→ **Passage provided**:
We Believe What We Think Is True

May 19, 2018, 2:00 AM IST Speaking Tree in TOI Edit Page | Edit Page, India, Spirituality | TOI
By Janki Santoke

When thoughts are not examined and reflected upon, they can have disastrous results. They may be dramatic, as in the case of Othello, who murdered his noble wife Desdemona on suspicion of infidelity. Fanatical thoughts may wreak destruction in the name of faith. But often, thoughts are about our daily issues, problems and complications. Such thoughts are reflected in disharmonious relationships, and in failure to achieve one’s potential or the converse may be true.

Epistemology is the study of how we know what we know. ‘Prama’ is what is known; ‘Pramana’ is how it is known. Vedanta lists four Pramanas or sources of knowledge:

Pratyaksha is perception by the senses through seeing, hearing, tasting, smelling and touching. You know the tree is green because you can see it. You know the crow is cawing because you can hear it. You know the water is cold because you can touch it. Many people believe it is the only way of knowing something. They go by the mantra, ‘seeing is believing’. But this method is not foolproof. Every day we see, and our ancestors have seen for millennia, that the sun rises! We see the moon shine brightly in the sky. But as any informed person knows, this perception is not the truth. We see magicians perform miraculous deeds. But fortunately, we have other methods of knowledge through which we can verify the evidence of the senses, and know whether what the senses report is true.

→ **Supplied entries**:

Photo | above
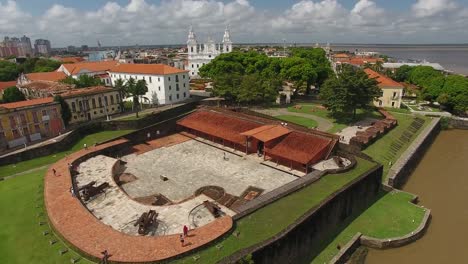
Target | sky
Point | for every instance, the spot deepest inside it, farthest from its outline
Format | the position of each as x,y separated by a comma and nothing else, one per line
130,22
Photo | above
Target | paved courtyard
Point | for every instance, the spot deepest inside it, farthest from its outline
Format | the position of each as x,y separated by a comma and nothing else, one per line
191,165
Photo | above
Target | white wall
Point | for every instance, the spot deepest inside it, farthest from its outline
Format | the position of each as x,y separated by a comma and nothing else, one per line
163,86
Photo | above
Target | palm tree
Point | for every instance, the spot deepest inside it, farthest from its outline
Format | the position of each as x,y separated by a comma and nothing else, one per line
135,90
120,87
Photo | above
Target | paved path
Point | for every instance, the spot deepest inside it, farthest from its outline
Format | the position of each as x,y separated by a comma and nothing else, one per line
323,124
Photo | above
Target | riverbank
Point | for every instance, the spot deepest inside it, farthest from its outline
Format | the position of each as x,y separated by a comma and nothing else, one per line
441,183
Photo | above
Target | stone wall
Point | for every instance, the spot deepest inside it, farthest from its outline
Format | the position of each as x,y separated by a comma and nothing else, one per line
294,244
405,165
459,123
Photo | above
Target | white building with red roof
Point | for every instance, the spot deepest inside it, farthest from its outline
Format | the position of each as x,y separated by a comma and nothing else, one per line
166,84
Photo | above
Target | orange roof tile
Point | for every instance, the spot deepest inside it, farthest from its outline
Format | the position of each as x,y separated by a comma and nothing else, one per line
94,66
384,81
158,69
27,103
267,133
46,76
4,85
86,91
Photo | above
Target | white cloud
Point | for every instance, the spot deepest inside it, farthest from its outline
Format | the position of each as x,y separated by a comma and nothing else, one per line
167,22
427,8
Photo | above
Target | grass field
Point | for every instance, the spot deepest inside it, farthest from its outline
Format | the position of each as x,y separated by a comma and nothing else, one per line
391,216
21,238
380,150
309,123
275,217
47,160
340,122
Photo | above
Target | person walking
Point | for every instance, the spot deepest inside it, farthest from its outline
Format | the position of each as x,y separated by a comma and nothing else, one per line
182,241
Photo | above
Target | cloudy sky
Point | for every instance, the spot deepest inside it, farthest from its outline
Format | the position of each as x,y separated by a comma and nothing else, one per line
73,22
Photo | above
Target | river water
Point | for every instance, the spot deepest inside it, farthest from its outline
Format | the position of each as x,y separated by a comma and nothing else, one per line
451,57
441,182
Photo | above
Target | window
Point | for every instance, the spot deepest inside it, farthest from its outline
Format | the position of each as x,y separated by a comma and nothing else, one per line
35,119
12,121
23,119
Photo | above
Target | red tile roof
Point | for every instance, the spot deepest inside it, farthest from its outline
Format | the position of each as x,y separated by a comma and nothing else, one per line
219,125
384,81
86,91
157,69
94,66
46,76
27,103
301,147
267,133
4,85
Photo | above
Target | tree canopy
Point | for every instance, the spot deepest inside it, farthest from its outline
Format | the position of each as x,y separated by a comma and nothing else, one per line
252,77
450,91
13,94
350,90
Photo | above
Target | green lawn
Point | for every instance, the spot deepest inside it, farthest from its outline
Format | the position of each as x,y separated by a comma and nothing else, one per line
272,219
47,160
340,122
21,238
309,123
381,151
391,216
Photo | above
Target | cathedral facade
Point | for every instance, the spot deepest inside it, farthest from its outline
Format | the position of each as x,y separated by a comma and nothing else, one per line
201,54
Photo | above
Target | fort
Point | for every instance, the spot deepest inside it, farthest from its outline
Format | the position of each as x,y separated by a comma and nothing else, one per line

→ **Requests**:
• a. Using the passage on knowing, answer each question below:
(i) On what suspicion did Othello murder Desdemona?
(ii) What does 'Pramana' refer to?
(iii) How many Pramanas does Vedanta list?
• b. Rewrite part of the passage on knowing with "disastrous" changed to "ruinous". Begin at the words "We Believe What" and stop after "may be true.".
• c. According to the passage on knowing, why is perception by the senses not a foolproof way of knowing?

→ **Answers for the tasks**:
• a.
(i) Suspicion of infidelity.
(ii) How something is known.
(iii) Four.

• b.
We Believe What We Think Is True

May 19, 2018, 2:00 AM IST Speaking Tree in TOI Edit Page | Edit Page, India, Spirituality | TOI
By Janki Santoke

When thoughts are not examined and reflected upon, they can have ruinous results. They may be dramatic, as in the case of Othello, who murdered his noble wife Desdemona on suspicion of infidelity. Fanatical thoughts may wreak destruction in the name of faith. But often, thoughts are about our daily issues, problems and complications. Such thoughts are reflected in disharmonious relationships, and in failure to achieve one’s potential or the converse may be true.

• c. The senses can report things that are not true. We and our ancestors see the sun rise and the moon shine brightly, yet informed people know these perceptions are not the truth. We also see magicians perform what look like miraculous deeds.